[Object position labeling entries]

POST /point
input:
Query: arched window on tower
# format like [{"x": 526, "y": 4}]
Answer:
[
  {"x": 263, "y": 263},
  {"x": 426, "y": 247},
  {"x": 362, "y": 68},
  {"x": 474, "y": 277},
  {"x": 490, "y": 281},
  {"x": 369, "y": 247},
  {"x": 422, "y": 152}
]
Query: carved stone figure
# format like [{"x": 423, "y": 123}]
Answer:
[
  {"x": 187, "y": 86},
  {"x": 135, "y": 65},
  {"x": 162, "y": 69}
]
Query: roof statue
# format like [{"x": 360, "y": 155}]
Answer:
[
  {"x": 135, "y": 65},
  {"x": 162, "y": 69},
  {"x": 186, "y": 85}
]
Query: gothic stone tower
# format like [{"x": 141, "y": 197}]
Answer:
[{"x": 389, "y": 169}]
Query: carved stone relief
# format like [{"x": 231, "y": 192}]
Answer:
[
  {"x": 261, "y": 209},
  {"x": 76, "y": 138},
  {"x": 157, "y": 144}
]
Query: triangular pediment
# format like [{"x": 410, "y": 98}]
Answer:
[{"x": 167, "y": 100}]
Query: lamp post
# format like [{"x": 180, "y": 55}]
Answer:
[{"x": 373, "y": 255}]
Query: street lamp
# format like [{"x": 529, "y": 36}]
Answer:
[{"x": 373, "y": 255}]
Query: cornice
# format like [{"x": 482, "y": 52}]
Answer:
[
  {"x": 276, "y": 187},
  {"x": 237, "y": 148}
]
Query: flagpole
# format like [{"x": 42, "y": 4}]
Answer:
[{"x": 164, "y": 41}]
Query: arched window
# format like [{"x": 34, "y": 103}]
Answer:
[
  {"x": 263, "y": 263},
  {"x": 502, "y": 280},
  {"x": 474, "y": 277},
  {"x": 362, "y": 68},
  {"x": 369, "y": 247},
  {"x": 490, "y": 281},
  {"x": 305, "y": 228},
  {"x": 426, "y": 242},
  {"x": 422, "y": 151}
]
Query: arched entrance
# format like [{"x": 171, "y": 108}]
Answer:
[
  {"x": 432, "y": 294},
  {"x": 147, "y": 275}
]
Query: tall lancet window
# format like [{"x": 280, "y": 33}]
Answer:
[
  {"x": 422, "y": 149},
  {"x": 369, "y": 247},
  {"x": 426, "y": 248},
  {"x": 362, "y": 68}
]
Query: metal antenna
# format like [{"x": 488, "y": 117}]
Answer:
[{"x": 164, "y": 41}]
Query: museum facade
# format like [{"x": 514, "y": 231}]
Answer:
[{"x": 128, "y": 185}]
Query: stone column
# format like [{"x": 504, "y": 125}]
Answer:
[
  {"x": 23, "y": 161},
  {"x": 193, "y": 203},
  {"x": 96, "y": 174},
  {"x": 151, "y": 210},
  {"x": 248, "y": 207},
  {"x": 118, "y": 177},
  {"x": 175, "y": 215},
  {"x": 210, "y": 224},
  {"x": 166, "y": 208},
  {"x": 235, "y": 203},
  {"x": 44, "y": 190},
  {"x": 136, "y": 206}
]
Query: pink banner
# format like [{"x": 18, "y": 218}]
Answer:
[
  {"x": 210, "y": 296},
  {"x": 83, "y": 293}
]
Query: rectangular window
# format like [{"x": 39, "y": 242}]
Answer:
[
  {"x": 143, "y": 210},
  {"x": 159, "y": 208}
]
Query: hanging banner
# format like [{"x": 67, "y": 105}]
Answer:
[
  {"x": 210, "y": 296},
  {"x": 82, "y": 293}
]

- **PROBLEM DESCRIPTION**: Could you reproduce the records from the line with "Query: metal antenna" through the end of the records, renaming "banner" to "flag" and leaving everything else unchanged?

- **RESPONSE TO THE TASK**:
Query: metal antenna
# format like [{"x": 488, "y": 117}]
Answer:
[{"x": 164, "y": 41}]
Query: museum facade
# format like [{"x": 514, "y": 231}]
Answer:
[{"x": 128, "y": 185}]
Query: stone column
# format like [{"x": 504, "y": 125}]
Answer:
[
  {"x": 23, "y": 161},
  {"x": 193, "y": 203},
  {"x": 96, "y": 174},
  {"x": 151, "y": 210},
  {"x": 248, "y": 207},
  {"x": 118, "y": 177},
  {"x": 175, "y": 215},
  {"x": 210, "y": 224},
  {"x": 166, "y": 208},
  {"x": 235, "y": 203},
  {"x": 44, "y": 190},
  {"x": 136, "y": 206}
]
Query: pink flag
# format like [{"x": 18, "y": 218}]
Answer:
[
  {"x": 210, "y": 296},
  {"x": 83, "y": 293}
]
Query: rectangular window
# format like [{"x": 39, "y": 242}]
Answer:
[
  {"x": 143, "y": 210},
  {"x": 159, "y": 208}
]
Query: hanging flag
# format like [{"x": 67, "y": 105}]
Answer:
[
  {"x": 210, "y": 296},
  {"x": 82, "y": 293}
]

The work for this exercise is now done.